WORK ORDER -
Could you repeat word for word only the lines from the one containing "[point] gray boulder" to the last line of the data below?

DATA TO USE -
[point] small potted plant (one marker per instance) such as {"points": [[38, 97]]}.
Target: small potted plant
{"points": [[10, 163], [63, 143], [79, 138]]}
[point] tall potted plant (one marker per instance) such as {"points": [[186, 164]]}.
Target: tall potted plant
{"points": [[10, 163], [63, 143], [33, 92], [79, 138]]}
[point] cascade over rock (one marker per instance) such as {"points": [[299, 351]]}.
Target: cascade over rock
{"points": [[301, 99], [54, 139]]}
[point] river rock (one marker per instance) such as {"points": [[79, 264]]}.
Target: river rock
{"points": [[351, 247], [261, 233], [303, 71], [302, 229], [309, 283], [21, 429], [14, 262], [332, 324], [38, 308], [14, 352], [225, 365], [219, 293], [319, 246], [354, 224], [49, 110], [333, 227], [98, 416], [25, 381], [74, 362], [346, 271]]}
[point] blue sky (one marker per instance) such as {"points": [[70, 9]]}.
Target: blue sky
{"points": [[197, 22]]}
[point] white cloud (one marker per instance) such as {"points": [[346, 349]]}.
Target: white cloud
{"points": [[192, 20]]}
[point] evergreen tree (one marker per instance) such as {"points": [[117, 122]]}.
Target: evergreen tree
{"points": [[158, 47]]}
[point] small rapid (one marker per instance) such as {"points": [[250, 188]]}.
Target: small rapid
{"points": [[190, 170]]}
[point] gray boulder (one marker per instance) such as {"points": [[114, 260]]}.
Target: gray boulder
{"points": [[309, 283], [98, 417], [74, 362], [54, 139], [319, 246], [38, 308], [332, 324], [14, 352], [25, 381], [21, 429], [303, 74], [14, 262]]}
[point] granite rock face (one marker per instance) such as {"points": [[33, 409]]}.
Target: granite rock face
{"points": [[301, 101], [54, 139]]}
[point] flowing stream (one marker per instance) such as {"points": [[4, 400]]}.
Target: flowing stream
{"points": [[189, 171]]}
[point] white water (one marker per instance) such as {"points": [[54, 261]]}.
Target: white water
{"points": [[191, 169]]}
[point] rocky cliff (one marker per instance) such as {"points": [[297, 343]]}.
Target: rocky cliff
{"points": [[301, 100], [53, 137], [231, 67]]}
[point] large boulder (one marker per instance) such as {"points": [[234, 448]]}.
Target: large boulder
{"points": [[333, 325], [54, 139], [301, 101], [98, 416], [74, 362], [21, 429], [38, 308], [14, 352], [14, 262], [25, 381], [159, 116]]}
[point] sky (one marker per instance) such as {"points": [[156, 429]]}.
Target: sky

REPLY TO THE TASK -
[point] gray boulder (one marker per instance) such as {"points": [[114, 260]]}.
Target: gray boulder
{"points": [[309, 283], [98, 417], [74, 362], [54, 139], [319, 246], [38, 308], [332, 324], [14, 352], [25, 381], [21, 429], [303, 74], [14, 262]]}
[point] granite rock face (one marker per instance) such as {"points": [[33, 409]]}.
Target: granite rock face
{"points": [[301, 101], [54, 139]]}
[point] flowing stream (one marker per instance) such as {"points": [[4, 400]]}.
Target: flowing stream
{"points": [[189, 171]]}
[point] white water (one marker per instance) such as {"points": [[54, 261]]}.
Target: white water
{"points": [[191, 169]]}
[point] rocky cliff (one marker per instance) such as {"points": [[297, 343]]}.
Target: rocky cliff
{"points": [[301, 100], [53, 137], [231, 67]]}
[point] large boulder (one marker per instance) such as {"points": [[234, 448]]}.
Target: large boulder
{"points": [[333, 325], [54, 139], [301, 101], [98, 416], [74, 362], [21, 429], [38, 308], [14, 352], [14, 262], [25, 381], [159, 116]]}
[point] sky (one marker per instance) such as {"points": [[156, 429]]}.
Target: sky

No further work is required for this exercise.